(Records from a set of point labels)
_ _ _ _

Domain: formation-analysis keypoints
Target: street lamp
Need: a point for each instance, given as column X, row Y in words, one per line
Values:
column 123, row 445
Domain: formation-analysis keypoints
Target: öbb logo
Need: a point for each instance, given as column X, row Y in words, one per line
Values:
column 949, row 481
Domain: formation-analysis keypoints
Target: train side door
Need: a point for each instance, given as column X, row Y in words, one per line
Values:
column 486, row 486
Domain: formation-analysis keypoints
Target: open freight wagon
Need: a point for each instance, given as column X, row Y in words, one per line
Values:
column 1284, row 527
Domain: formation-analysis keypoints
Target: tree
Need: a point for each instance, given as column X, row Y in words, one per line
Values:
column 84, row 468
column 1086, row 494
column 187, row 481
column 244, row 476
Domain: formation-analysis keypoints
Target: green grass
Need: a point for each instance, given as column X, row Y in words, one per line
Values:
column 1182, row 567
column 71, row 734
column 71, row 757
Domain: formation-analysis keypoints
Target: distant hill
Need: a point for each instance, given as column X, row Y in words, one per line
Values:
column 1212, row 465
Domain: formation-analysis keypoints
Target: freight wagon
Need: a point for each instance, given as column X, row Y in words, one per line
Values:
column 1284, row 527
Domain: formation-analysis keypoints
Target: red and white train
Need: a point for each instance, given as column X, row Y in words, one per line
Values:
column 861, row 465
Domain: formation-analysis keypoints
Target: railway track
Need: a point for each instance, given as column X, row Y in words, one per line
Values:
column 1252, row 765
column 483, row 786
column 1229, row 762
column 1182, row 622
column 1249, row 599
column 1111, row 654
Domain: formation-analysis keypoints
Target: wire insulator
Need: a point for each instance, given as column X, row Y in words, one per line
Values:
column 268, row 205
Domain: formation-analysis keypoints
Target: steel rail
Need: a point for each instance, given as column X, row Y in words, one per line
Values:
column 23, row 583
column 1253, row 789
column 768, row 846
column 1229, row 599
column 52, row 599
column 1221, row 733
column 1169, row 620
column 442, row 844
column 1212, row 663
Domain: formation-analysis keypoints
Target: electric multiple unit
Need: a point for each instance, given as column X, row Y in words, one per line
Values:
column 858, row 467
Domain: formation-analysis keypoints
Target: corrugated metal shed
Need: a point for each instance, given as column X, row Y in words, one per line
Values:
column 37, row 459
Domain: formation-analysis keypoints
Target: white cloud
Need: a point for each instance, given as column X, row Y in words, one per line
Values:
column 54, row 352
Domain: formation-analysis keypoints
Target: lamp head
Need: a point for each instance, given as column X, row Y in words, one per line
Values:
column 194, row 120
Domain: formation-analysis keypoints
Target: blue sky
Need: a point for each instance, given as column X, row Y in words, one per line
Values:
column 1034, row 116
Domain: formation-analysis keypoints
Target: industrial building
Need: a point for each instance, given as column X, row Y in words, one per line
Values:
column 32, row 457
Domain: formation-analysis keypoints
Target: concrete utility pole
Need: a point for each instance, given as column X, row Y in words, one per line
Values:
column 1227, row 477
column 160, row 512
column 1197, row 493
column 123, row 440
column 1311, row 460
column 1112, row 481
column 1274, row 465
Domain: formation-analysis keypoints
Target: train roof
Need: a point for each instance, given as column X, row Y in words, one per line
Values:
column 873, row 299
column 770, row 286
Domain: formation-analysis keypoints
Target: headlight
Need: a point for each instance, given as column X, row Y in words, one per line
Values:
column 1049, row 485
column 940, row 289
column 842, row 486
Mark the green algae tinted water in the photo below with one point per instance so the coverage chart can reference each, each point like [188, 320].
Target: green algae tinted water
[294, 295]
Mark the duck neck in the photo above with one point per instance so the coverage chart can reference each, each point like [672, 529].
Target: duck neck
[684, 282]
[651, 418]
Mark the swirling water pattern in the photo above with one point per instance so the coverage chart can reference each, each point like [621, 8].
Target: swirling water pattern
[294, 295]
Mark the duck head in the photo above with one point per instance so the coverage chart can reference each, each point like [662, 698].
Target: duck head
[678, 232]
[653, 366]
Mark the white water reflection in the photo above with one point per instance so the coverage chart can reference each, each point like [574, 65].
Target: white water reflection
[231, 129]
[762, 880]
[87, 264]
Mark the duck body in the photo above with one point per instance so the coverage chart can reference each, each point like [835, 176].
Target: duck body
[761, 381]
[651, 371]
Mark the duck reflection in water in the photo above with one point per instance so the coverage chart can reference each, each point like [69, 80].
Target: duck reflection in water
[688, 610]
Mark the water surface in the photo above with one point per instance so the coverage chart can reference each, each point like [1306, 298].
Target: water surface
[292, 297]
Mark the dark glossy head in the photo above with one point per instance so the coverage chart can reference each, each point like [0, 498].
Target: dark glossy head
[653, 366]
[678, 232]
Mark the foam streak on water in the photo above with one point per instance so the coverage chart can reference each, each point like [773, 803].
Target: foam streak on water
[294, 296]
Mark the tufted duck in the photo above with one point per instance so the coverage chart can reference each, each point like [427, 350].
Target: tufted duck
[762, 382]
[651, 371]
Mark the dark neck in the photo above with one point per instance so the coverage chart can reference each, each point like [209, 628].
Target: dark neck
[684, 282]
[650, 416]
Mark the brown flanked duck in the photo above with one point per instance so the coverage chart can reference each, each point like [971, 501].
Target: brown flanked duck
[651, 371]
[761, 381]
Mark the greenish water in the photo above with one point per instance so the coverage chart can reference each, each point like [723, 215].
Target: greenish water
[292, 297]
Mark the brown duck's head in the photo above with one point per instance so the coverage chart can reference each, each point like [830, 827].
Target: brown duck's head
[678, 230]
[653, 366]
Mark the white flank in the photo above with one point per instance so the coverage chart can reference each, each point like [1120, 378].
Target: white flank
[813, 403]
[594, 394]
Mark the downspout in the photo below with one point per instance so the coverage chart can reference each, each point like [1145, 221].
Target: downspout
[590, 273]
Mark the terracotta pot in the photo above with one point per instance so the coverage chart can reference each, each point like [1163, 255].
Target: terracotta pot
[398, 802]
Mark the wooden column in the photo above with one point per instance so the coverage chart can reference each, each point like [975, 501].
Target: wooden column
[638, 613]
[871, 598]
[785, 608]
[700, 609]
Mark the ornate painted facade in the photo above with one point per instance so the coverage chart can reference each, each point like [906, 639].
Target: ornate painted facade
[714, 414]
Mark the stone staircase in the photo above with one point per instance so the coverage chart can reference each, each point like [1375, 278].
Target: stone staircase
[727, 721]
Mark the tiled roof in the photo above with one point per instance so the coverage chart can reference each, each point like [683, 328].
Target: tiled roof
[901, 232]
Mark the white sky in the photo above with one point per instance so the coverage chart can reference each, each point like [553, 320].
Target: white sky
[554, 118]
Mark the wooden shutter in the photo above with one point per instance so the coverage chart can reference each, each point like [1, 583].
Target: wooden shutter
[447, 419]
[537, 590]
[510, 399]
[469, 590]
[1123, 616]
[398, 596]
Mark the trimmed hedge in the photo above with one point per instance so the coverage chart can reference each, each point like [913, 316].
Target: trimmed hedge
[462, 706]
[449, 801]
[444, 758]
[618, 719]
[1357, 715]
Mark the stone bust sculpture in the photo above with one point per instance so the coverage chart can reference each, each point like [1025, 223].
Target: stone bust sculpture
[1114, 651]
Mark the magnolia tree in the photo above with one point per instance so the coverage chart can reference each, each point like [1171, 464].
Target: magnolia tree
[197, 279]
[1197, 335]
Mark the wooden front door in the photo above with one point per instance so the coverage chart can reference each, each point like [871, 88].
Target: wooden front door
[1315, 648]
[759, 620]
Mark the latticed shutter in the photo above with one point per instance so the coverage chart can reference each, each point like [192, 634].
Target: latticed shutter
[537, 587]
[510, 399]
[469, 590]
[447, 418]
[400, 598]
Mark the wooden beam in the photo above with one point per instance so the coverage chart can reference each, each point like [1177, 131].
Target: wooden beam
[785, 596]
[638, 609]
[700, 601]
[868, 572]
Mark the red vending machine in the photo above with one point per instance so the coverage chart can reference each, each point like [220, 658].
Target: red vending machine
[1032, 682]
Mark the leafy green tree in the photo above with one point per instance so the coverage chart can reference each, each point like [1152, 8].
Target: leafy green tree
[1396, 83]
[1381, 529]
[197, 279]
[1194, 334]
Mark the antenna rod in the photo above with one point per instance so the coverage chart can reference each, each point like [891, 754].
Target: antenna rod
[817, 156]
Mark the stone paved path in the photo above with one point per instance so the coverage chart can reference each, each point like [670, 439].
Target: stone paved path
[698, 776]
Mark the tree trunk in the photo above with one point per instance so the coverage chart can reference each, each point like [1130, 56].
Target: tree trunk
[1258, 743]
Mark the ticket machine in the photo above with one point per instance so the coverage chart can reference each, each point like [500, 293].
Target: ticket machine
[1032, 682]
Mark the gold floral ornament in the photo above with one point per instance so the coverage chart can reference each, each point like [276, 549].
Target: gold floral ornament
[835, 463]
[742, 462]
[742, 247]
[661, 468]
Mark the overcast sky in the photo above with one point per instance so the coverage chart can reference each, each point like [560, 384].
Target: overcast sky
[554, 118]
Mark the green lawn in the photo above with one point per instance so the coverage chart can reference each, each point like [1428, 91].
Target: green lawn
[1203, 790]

_ _ _ _

## Task details
Please reproduce, word for word, the stretch of the entries from the line containing "Mark the green lawn" through the end of the entries.

## Exercise result
Mark the green lawn in the photo above with one point per instance so the coverage chart can reference each, each point like [1428, 91].
Target: green lawn
[1203, 790]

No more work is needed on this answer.